Document passage ▸
+-------+

University of Freiburg and INM Pioneer Light-Controlled Tests for Pathogen Detection
SARS-CoV-2 rapid tests or pregnancy tests work on a similar principle. Depending on whether a specific protein or hormone is present, the test line changes the colour. In both cases, a lateral flow assay is used. This test works by having the sample fluid move sideways to display a result. This unidirectional movement of the liquid on the paper is generated through capillary forces, without any mechanical or electrical assistance. For more complex tests, this detection method is unsuitable. What is needed here are assays that allow bidirectional control of fluids, meaning the ability to transport the fluid into and back out of the test system. So far, this has required expensive and wear-prone pumps.
Researchers led by Dr. Can Dincer from the Department of Microsystems Engineering (IMTEK) at the University of Freiburg and the INM have now found a way to design complex tests without these pumps. In the latest issue of Science Advances, they present biological assays where mechanical pumps are replaced by light-emitting diodes (LEDs). These OptoAssays enable the bidirectional, light-induced movement of biomolecules and the reading of test results without additional mechanical washing steps.

+-------+

Data segment ▸

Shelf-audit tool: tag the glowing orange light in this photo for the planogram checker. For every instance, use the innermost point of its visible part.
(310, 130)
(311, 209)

+-------+

What to work on ▸
A – In the OptoAssay article, what replaces mechanical pumps in the biological assays described in Science Advances?
B – Decide whether each statement agrees with the OptoAssay article, answering yes or no and quoting the words of the article that settle it. (i) In a lateral flow assay, the liquid moves across the paper by capillary forces. (ii) Until now, bidirectional fluid control has relied on cheap, durable pumps. (iii) OptoAssays require additional mechanical washing steps before results can be read.
C – Please carry on the OptoAssay article from the point where it stops.

Answers per task ▸
A – Light-emitting diodes (LEDs).

B –
(i) Yes: "This unidirectional movement of the liquid on the paper is generated through capillary forces, without any mechanical or electrical assistance."
(ii) No: "So far, this has required expensive and wear-prone pumps."
(iii) No: "the reading of test results without additional mechanical washing steps."

C –
Light on – Light off: The test result is ready
An OptoAssay uses a sender and receiver area, which are brought into contact by adding the test fluid. The sender area contains a special protein that reacts to light. It can bind or release certain molecules depending on the type of light it captures. When an LED emits red light at a wavelength of 660 nanometres, the molecules bind to the protein. When the light switches to dark red, with a wavelength of 740 nanometres, the molecules detach from the protein. The receiver area contains antibodies specifically designed to detect and capture the target protein in the test fluid.
Nature as the inspiration for the method
The inspiration for this method came from how plants respond to light. Every cell has a nucleus where its genetic code is stored. The DNA contains the cell’s “programme,” instructing the cell what to do. To activate or deactivate this programme, certain proteins must move into and out of the nucleus. In the cytoplasm, the area surrounding the nucleus, there is a photoreceptor that can be controlled by light. When it receives red light, it activates and binds to a binding protein, which transports the photoreceptor into the nucleus. This, for example, starts a growth programme in the nucleus. When the light wavelength switches to dark red, this binding is interrupted.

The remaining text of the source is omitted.